▶ [TASKS FOR THIS EXERCISE]:
1. Rewrite the stretch of the Kangri Karpo passage from "Kangri Karpo, also" through "the eastern Transhimalayas.", renaming "Hengduan Mountains" as "Hengduan Shan".
2. According to the Kangri Karpo passage, in which prefecture does most of the range lie?
** Opening SELECTED TEXT block **
Mountain range in eastern Tibet

Kangri Karpo, also spelt Gangri Garbo (岗日嘎布 (Gǎngrì Gābù)), is a mountain range in eastern Tibet, located primarily in Nyingchi Prefecture as well as a portion of Qamdo Prefecture in the Tibet Autonomous Region, China. The mountain range lies to the east of the Himalayas and to the west of the Hengduan Mountains. The mountains are geographically a southern extension of the eastern Transhimalayas.
** Closing SELECTED TEXT block **
** Opening EXTRACTED RECORDS block **
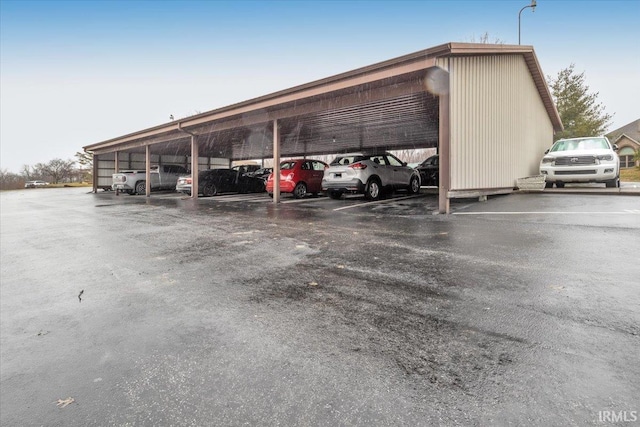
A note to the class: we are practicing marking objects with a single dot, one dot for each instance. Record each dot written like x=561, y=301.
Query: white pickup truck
x=163, y=177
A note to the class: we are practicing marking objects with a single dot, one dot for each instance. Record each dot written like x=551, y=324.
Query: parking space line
x=315, y=199
x=376, y=202
x=625, y=212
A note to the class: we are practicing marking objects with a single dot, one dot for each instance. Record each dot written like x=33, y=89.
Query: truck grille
x=578, y=172
x=575, y=161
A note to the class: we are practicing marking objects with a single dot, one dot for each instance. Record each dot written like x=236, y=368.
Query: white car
x=591, y=159
x=35, y=184
x=369, y=174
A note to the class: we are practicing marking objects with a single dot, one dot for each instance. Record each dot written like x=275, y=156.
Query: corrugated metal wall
x=499, y=127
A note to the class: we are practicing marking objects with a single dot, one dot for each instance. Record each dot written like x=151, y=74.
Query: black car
x=214, y=181
x=429, y=171
x=262, y=173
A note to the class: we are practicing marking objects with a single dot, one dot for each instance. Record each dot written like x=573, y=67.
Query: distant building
x=628, y=140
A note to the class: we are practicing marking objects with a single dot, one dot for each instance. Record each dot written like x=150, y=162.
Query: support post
x=444, y=178
x=148, y=171
x=95, y=173
x=195, y=155
x=276, y=162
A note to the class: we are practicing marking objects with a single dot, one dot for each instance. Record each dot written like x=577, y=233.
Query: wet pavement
x=524, y=309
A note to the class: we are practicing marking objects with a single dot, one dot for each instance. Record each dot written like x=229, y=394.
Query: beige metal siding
x=499, y=124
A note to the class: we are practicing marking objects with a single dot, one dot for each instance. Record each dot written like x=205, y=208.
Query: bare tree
x=10, y=180
x=57, y=170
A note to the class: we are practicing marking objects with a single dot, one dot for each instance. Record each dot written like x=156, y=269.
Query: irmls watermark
x=618, y=416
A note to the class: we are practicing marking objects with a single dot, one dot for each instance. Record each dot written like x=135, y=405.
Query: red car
x=300, y=176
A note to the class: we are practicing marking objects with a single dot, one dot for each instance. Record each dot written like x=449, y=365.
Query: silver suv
x=369, y=174
x=592, y=159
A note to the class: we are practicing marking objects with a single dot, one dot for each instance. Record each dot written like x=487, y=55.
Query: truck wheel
x=141, y=187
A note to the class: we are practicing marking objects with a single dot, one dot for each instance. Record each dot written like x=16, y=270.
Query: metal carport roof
x=385, y=106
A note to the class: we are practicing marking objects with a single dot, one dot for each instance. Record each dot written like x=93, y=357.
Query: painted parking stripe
x=625, y=212
x=377, y=202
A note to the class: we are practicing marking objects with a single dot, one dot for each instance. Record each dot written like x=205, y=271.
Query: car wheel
x=414, y=185
x=335, y=194
x=372, y=192
x=141, y=187
x=300, y=190
x=209, y=189
x=613, y=183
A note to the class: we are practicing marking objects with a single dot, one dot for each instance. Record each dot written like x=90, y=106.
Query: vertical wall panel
x=499, y=126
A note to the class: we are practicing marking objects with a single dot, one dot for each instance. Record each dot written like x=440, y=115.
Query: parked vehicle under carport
x=370, y=174
x=214, y=181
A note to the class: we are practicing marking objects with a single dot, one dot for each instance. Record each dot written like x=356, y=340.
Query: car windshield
x=580, y=144
x=287, y=165
x=347, y=159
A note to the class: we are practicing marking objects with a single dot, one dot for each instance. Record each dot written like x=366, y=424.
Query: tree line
x=55, y=171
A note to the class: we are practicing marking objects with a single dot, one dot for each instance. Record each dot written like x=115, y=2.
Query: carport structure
x=487, y=108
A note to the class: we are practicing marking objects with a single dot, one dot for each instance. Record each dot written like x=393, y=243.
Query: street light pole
x=533, y=9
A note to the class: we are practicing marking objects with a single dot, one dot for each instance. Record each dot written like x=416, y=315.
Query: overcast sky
x=74, y=73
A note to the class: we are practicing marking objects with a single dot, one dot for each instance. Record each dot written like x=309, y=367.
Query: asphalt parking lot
** Closing EXTRACTED RECORDS block **
▶ [ANSWERS BELOW]:
1.
Kangri Karpo, also spelt Gangri Garbo (岗日嘎布 (Gǎngrì Gābù)), is a mountain range in eastern Tibet, located primarily in Nyingchi Prefecture as well as a portion of Qamdo Prefecture in the Tibet Autonomous Region, China. The mountain range lies to the east of the Himalayas and to the west of the Hengduan Shan. The mountains are geographically a southern extension of the eastern Transhimalayas.

2. Nyingchi Prefecture